— START OF GIVEN ENTRIES —

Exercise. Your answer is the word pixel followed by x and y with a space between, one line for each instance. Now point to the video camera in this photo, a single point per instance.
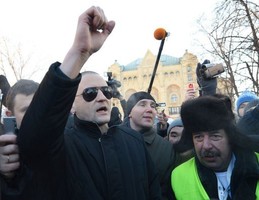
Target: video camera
pixel 211 70
pixel 114 84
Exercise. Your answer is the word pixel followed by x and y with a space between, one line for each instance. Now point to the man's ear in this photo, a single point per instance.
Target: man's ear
pixel 8 113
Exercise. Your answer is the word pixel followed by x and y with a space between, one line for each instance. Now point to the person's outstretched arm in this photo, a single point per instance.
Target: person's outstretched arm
pixel 92 30
pixel 41 132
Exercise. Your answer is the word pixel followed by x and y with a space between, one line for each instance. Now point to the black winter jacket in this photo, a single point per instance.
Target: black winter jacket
pixel 82 163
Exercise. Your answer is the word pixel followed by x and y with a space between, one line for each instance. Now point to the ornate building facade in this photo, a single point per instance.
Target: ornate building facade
pixel 172 78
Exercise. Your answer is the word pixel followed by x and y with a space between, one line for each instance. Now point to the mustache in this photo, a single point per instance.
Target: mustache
pixel 209 154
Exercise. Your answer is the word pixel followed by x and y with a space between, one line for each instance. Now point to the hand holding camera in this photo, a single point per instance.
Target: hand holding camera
pixel 206 77
pixel 114 84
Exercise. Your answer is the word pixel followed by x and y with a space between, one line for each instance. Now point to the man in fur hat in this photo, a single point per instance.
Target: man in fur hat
pixel 225 165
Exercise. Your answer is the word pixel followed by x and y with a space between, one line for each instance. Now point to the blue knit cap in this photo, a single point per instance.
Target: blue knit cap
pixel 176 122
pixel 246 96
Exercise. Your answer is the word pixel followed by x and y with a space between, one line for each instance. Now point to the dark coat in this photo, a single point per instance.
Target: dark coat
pixel 243 179
pixel 83 163
pixel 163 156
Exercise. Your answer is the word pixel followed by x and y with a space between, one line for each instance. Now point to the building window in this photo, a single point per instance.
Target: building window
pixel 174 110
pixel 189 77
pixel 189 69
pixel 174 98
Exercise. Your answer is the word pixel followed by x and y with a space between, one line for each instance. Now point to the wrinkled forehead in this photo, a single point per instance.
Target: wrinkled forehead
pixel 146 101
pixel 91 80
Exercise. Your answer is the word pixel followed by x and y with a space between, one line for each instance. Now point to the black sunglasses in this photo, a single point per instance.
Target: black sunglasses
pixel 89 94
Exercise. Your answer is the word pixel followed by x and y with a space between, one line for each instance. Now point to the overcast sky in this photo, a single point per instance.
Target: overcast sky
pixel 46 28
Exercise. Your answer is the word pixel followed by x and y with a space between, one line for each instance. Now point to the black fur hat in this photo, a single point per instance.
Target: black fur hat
pixel 135 98
pixel 206 113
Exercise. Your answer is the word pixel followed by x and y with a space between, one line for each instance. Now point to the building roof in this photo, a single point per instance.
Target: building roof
pixel 165 60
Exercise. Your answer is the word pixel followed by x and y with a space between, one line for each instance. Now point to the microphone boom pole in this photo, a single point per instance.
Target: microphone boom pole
pixel 156 65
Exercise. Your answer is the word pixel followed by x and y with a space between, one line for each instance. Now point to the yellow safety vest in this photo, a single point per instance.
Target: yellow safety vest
pixel 186 183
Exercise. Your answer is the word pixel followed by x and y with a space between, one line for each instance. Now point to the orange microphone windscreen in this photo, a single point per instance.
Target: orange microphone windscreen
pixel 160 34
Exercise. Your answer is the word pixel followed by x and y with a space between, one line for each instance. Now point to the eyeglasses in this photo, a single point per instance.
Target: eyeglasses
pixel 89 94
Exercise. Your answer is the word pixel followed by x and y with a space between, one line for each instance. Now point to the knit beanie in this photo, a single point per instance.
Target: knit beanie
pixel 205 113
pixel 176 122
pixel 135 98
pixel 246 96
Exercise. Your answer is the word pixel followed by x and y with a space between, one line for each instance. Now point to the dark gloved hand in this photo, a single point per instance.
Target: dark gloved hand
pixel 207 85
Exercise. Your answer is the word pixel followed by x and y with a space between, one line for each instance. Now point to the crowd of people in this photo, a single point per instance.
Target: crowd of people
pixel 70 143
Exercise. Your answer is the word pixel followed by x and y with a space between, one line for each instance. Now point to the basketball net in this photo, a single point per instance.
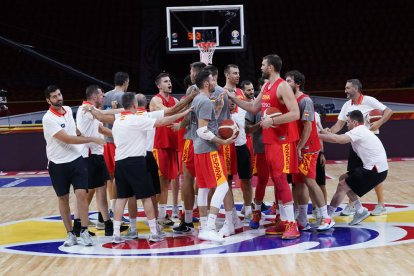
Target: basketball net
pixel 206 51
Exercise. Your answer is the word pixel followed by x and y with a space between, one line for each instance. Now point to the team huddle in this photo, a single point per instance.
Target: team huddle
pixel 276 134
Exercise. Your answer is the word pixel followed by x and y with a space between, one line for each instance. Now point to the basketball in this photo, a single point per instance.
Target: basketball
pixel 374 115
pixel 227 128
pixel 272 112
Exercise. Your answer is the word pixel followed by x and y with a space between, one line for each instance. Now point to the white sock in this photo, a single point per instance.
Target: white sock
pixel 133 224
pixel 283 215
pixel 117 226
pixel 358 206
pixel 188 216
pixel 211 222
pixel 152 223
pixel 162 209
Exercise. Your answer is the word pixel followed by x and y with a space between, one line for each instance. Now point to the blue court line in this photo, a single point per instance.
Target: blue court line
pixel 25 182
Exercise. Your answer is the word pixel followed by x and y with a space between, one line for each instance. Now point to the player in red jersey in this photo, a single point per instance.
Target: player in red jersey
pixel 308 149
pixel 280 140
pixel 165 145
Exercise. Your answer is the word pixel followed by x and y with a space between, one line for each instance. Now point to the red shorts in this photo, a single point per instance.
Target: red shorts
pixel 307 167
pixel 230 158
pixel 167 163
pixel 281 158
pixel 109 156
pixel 210 169
pixel 188 156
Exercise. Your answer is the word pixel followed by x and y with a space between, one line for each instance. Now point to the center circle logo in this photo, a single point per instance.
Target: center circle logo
pixel 44 236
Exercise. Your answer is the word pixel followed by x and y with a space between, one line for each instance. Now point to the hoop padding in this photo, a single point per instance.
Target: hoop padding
pixel 206 51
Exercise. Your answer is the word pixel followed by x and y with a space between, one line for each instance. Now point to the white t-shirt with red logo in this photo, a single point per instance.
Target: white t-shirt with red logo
pixel 130 134
pixel 57 151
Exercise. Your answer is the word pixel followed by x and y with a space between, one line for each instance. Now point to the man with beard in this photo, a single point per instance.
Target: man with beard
pixel 165 145
pixel 66 165
pixel 308 148
pixel 280 141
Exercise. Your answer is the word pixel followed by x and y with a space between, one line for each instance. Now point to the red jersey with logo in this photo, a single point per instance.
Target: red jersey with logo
pixel 165 137
pixel 283 133
pixel 313 144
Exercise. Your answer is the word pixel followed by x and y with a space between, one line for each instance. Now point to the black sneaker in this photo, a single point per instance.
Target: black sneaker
pixel 109 228
pixel 183 227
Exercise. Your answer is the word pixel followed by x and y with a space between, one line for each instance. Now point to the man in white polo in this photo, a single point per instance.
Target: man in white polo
pixel 66 165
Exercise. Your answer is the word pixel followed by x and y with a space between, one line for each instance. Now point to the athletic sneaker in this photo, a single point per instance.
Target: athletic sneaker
pixel 255 222
pixel 183 227
pixel 210 235
pixel 326 224
pixel 86 239
pixel 70 240
pixel 359 217
pixel 271 210
pixel 379 210
pixel 155 238
pixel 278 228
pixel 175 212
pixel 227 230
pixel 291 231
pixel 131 235
pixel 348 210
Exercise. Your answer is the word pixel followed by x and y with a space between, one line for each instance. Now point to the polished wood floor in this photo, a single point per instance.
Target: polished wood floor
pixel 25 203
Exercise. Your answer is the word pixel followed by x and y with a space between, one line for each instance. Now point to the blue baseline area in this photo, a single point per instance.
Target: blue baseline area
pixel 25 182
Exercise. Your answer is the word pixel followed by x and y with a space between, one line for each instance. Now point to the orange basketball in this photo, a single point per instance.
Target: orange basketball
pixel 374 115
pixel 227 128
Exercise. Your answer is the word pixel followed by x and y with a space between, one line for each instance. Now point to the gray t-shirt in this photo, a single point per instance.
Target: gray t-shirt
pixel 110 96
pixel 225 112
pixel 258 145
pixel 307 111
pixel 203 108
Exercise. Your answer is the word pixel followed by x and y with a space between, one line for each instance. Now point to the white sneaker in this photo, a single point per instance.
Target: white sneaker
pixel 131 234
pixel 210 235
pixel 70 240
pixel 227 230
pixel 348 210
pixel 379 210
pixel 86 239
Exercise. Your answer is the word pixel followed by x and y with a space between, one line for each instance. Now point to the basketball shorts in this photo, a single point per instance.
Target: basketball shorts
pixel 132 178
pixel 361 181
pixel 281 159
pixel 210 169
pixel 307 167
pixel 243 162
pixel 188 156
pixel 230 158
pixel 167 162
pixel 97 171
pixel 62 175
pixel 109 156
pixel 152 169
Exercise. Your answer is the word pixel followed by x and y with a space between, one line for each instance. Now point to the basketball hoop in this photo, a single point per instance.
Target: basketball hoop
pixel 206 51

— END OF GIVEN ENTRIES —

● **WHAT TO WORK ON**
Rewrite the lines from the first one through the line with "pixel 172 78", putting "image" in place of "photo" and leaving everything else the same. Omit the pictures.

● **EXPECTED OUTPUT**
Exercise. Your answer is the word pixel followed by x and y with a space between, one line for each instance. Now point to the video camera in this image, a single point per instance.
Target: video camera
pixel 211 70
pixel 114 84
Exercise. Your answer is the word pixel followed by x and y with a space between, one line for each instance. Now point to the man's ear in this image, a single point per instance.
Target: man's ear
pixel 8 113
Exercise. Your answer is the word pixel followed by x and y with a space between, one line for each instance. Now point to the person's outstretched arm in this image, a single point per instance.
Target: person's outstretched arm
pixel 92 30
pixel 41 132
Exercise. Your answer is the word pixel followed by x and y with a space between, one line for each instance. Now point to the black winter jacket in this image, a single point per instance.
Target: black winter jacket
pixel 82 163
Exercise. Your answer is the word pixel followed by x and y with a space between, one line for each instance. Now point to the ornate building facade in this image, a single point per instance.
Target: ornate building facade
pixel 172 78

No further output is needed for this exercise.